### YOUR ASSIGNMENT
Here are some entries. Repeat all of them exactly.

### SUPPLIED ENTRIES
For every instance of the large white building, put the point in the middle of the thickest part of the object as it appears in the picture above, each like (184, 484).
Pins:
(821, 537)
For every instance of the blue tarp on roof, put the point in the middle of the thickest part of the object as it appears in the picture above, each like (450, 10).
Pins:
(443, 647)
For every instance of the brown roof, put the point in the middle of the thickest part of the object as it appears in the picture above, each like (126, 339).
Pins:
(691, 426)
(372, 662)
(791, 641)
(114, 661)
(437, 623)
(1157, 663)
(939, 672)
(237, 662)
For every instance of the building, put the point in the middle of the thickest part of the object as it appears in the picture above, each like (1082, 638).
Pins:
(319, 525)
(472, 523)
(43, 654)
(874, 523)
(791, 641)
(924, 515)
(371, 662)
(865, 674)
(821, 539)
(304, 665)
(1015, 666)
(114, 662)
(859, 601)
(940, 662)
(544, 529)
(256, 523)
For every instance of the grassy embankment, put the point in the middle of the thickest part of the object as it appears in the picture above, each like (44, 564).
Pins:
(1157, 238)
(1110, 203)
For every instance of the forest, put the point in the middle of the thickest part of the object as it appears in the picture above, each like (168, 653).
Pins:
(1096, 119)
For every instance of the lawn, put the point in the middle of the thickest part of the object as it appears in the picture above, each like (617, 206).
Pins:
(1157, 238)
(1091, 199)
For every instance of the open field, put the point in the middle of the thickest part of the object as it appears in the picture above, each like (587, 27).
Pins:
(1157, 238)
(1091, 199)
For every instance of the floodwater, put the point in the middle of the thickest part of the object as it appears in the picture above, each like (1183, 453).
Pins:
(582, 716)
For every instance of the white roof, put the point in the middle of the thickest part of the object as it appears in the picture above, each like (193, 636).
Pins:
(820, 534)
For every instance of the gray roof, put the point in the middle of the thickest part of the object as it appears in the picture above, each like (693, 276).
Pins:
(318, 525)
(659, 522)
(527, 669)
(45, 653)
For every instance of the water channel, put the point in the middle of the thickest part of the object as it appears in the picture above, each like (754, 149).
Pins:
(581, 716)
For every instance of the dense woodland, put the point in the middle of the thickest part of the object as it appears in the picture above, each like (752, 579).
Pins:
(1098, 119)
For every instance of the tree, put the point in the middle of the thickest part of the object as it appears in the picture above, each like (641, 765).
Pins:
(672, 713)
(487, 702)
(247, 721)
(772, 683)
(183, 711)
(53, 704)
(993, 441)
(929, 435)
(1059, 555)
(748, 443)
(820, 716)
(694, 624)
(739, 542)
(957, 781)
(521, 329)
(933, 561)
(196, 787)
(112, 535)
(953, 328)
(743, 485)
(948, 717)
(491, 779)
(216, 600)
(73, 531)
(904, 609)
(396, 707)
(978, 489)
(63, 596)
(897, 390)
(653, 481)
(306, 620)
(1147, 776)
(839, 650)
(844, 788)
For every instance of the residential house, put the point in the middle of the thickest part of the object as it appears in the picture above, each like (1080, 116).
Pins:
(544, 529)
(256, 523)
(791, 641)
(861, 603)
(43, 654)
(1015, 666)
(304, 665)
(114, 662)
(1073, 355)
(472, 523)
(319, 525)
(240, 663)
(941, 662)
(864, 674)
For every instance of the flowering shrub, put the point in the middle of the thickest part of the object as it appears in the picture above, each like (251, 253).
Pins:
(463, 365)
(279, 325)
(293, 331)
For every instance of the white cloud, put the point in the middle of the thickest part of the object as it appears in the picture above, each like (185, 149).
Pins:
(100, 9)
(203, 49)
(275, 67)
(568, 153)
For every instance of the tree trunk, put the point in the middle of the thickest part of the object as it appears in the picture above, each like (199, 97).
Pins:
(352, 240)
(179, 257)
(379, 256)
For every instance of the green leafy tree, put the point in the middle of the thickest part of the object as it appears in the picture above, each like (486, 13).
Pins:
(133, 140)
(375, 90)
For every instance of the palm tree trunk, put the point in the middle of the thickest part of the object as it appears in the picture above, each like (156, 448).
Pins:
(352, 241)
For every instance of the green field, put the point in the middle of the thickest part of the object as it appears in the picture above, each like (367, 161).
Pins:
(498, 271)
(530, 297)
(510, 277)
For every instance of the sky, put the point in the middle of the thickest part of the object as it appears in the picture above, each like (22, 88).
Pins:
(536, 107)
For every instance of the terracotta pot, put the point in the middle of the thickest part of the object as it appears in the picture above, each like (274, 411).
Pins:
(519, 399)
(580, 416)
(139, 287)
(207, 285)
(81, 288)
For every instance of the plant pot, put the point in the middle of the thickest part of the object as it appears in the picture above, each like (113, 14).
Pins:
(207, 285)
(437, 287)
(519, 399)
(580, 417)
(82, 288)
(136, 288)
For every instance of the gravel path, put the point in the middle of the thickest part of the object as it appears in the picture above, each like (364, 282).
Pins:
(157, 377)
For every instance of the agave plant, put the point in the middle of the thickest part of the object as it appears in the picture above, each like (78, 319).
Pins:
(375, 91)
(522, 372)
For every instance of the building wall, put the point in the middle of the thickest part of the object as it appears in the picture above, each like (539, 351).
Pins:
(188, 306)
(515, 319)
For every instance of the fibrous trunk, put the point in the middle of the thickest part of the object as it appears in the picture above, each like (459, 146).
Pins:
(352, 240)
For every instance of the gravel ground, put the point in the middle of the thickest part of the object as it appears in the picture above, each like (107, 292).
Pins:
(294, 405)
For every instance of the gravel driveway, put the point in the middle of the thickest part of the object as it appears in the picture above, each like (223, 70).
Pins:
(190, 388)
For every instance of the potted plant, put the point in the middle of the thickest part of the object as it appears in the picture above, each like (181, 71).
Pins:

### REPLY TO THE TASK
For every instance of the large white building, put the point in the middle of the thickest part of the object as it appears in the picture above, each like (184, 484).
Pins:
(821, 537)
For every instance of the blue tarp on roof, put the point in the middle of the thickest part of the object as it appears in the picture above, each like (450, 10).
Pins:
(443, 647)
For every instance of the brown roof, put the point in the middle of the thickest part of the object as it appears in the picture above, each like (126, 339).
Pins:
(691, 426)
(372, 662)
(791, 641)
(114, 661)
(437, 623)
(1157, 663)
(939, 672)
(237, 662)
For every instance of the building, put the point in the middle of the thickest part of the object as it appears in the picture above, each like (1082, 638).
Pins:
(319, 525)
(472, 523)
(43, 654)
(874, 523)
(791, 641)
(924, 515)
(371, 662)
(865, 674)
(821, 539)
(304, 665)
(1015, 666)
(114, 662)
(859, 601)
(940, 662)
(544, 529)
(256, 523)
For every instance of the grassy embankment, put the point in the middle of the thickest part of the object as it appears in the picture above, each like (44, 564).
Pins:
(1157, 238)
(1110, 203)
For every instance of the forest, put the point in the middle of the thickest part of the object as it appears in the picture above, each like (168, 653).
Pins:
(1096, 119)
For every instance of the lawn, put the point in the middle of the thickest part of the object as it appears in the picture above, each like (617, 206).
Pins:
(1157, 238)
(1091, 199)
For every instance of the open field, put the point in the middle of the thickest part of the object as it appears in the picture above, each like (587, 27).
Pins:
(1157, 238)
(1091, 199)
For every instance of the floodwater, put the point in the middle of the thickest part of the object as it appears in the picture above, each like (1183, 453).
Pins:
(582, 716)
For every instance of the white roof, put the point in the middle of the thickest part of the object as it appears in the picture above, each like (193, 636).
Pins:
(820, 534)
For every instance of the gray roof, put the point in the middle of the thickest part of the object as it appears in the picture above, each like (693, 276).
Pins:
(318, 525)
(659, 522)
(527, 669)
(45, 653)
For every instance of the water channel, put the point in the middle of the thickest part of the object as it appears in the picture above, each like (754, 149).
Pins:
(581, 716)
For every instance of the dense woodland, put the point in the middle of the thickest part of the object as it appears in the picture above, each like (752, 579).
Pins:
(1098, 119)
For every instance of the tree, put the point in the middle of the thickest part of the object as it appears in the picture above, each like (641, 765).
Pins:
(672, 713)
(487, 702)
(247, 721)
(772, 683)
(183, 711)
(53, 704)
(993, 441)
(929, 435)
(1059, 555)
(748, 443)
(820, 716)
(694, 624)
(739, 542)
(957, 781)
(521, 329)
(933, 561)
(196, 787)
(112, 535)
(953, 328)
(743, 485)
(948, 717)
(491, 779)
(216, 600)
(73, 531)
(904, 609)
(396, 707)
(978, 489)
(63, 596)
(897, 390)
(653, 481)
(306, 620)
(1147, 776)
(839, 650)
(844, 788)
For every instance of the residential house, put the point in the middle of the thickest part of the object as it appears in the picture above, each like (1080, 116).
Pins:
(544, 529)
(256, 523)
(791, 641)
(861, 603)
(43, 654)
(1015, 666)
(304, 665)
(114, 662)
(1073, 355)
(472, 523)
(319, 525)
(240, 663)
(941, 662)
(864, 674)
For every instance of the flowering shrub, put the point in the middle of the thickest part of the object as it appears in the picture above, each like (251, 253).
Pins:
(463, 365)
(279, 325)
(293, 331)
For every instance of the white cloud, put the point in the middle of the thickest part of the object as it appears in the picture above, each like (185, 149).
Pins:
(100, 9)
(203, 49)
(275, 67)
(568, 153)
For every instance of the tree trunk, put the point in the middle of the thickest part of the object as it appears in the picture above, each like (199, 97).
Pins:
(352, 240)
(179, 257)
(379, 256)
For every instance of the green leafy tree, put the point in the middle of the thickest part of the object as it appears in the picture above, each like (486, 13).
Pins:
(133, 140)
(375, 90)
For every instance of the palm tree trunk, put the point in the middle of the thickest part of the object as it appears in the picture above, each like (156, 448).
Pins:
(352, 241)
For every instance of the green field, put the point in the middle of the thickest part of the object as it appears in the picture above, each like (367, 161).
Pins:
(498, 271)
(530, 297)
(510, 277)
For every instance of the sky, put the point in the middle of the thickest part of the object as it appears in the picture above, each like (22, 88).
Pins:
(536, 107)
For every instance of the terracotta pot, put the point in the middle of the thickest part of the object as it appears in the picture above, each like (274, 411).
Pins:
(519, 399)
(580, 416)
(139, 287)
(207, 285)
(81, 288)
For every instance of the plant pot, put the point in the middle of the thickest part of the object as it appears in the picture above, each like (113, 14).
Pins:
(207, 285)
(437, 287)
(519, 399)
(580, 417)
(82, 288)
(136, 288)
For every instance of the gravel path, put the point in the middle of the thickest part of the object as it appears in the picture above, each like (364, 282).
Pins:
(157, 377)
For every instance of the agave plant, put the point in the middle of the thickest part of the object as it appears in the picture above, each like (78, 319).
Pins:
(375, 91)
(522, 372)
For every instance of the building wall, put the point in the middle of the thickest part of the object as it appears in the picture above, each like (539, 351).
Pins:
(188, 306)
(515, 319)
For every instance of the fibrous trunk, put the point in the middle of the thickest part of the object as it appears in the picture above, each like (459, 146).
Pins:
(352, 240)
For every instance of the gravel ground, put the point in the middle of the thickest part of the object as it appears in the picture above, each like (107, 292).
Pins:
(294, 405)
For every instance of the gravel driveway, put the point in the middle of the thickest part of the object as it appears in the picture above, each like (223, 70).
Pins:
(190, 388)
For every instance of the potted plant, put the point in the middle of the thickest part of the object as it appears in the picture above, each like (181, 71).
Pins:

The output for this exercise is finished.